Data entries
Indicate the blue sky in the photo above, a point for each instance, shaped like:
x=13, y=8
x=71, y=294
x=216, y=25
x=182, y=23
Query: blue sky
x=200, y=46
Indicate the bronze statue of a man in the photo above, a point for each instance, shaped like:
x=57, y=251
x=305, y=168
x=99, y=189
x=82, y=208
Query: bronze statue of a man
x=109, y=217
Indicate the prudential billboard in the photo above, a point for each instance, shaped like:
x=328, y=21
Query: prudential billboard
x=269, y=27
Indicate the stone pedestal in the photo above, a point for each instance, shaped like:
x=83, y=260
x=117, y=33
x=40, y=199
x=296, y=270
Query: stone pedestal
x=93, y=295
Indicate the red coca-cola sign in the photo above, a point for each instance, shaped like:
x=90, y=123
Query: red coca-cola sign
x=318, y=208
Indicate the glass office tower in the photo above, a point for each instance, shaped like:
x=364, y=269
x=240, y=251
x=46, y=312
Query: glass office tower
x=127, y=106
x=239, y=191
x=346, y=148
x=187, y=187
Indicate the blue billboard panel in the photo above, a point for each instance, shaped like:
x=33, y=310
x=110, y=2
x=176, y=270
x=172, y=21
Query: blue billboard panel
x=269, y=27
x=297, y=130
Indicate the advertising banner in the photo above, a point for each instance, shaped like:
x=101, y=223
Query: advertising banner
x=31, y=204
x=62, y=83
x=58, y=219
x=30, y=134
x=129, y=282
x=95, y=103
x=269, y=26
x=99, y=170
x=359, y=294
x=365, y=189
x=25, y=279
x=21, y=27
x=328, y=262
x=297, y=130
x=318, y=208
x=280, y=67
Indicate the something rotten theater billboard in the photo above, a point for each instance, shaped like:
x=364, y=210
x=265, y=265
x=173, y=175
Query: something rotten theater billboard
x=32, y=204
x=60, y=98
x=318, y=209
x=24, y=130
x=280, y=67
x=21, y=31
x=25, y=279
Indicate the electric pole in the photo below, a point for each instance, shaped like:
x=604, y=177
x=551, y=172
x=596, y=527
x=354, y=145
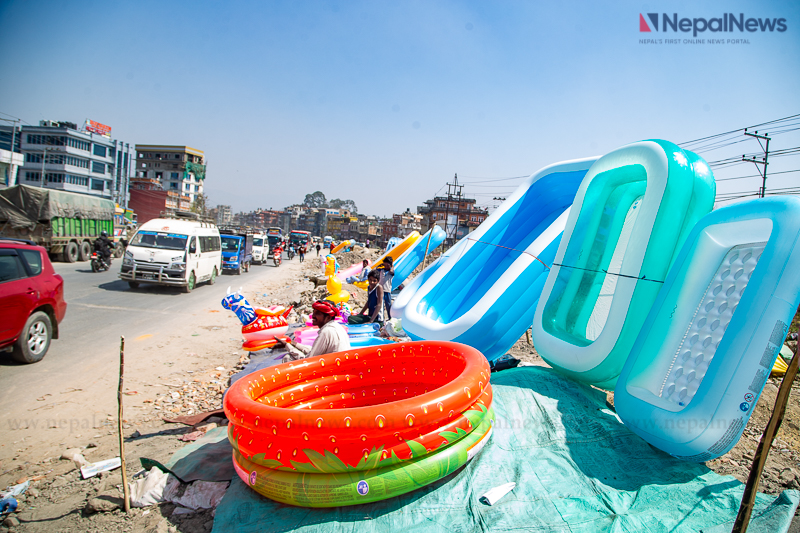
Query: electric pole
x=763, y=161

● Your objective: Give again exactly the lines from the one holding "Indicate the red" to the final line of the records, both ends included; any pictures stay out.

● Output for this task:
Indicate the red coca-cola sign in the photo above, a point for each instance, shaped like:
x=90, y=123
Query: red coca-cola sign
x=318, y=208
Indicate the glass office tower in the photo above, a point for each instance, shaped like:
x=364, y=269
x=240, y=251
x=46, y=312
Query: glass office tower
x=127, y=106
x=239, y=191
x=346, y=148
x=187, y=187
Indicate the blue billboard panel in the photo above, a point for each instance, shaped like:
x=33, y=310
x=110, y=2
x=176, y=270
x=172, y=21
Query: blue billboard panel
x=269, y=27
x=297, y=130
Indicate the advertising banner in the photo above, a point for each instance, shaped like:
x=101, y=223
Query: advertising banner
x=31, y=204
x=62, y=83
x=58, y=219
x=30, y=134
x=129, y=282
x=95, y=103
x=269, y=26
x=99, y=170
x=359, y=294
x=365, y=189
x=25, y=279
x=21, y=27
x=328, y=262
x=297, y=130
x=318, y=208
x=280, y=67
Indicate the something rotten theater billboard in the photo above, a point for each instance, shaped like:
x=364, y=210
x=265, y=265
x=173, y=175
Query: something rotten theater billboard
x=32, y=204
x=60, y=98
x=318, y=209
x=24, y=130
x=280, y=67
x=21, y=31
x=25, y=279
Indicate the electric pole in the photo below, a point for each instance, shaped like:
x=604, y=177
x=551, y=172
x=596, y=527
x=354, y=145
Query: electric pole
x=763, y=161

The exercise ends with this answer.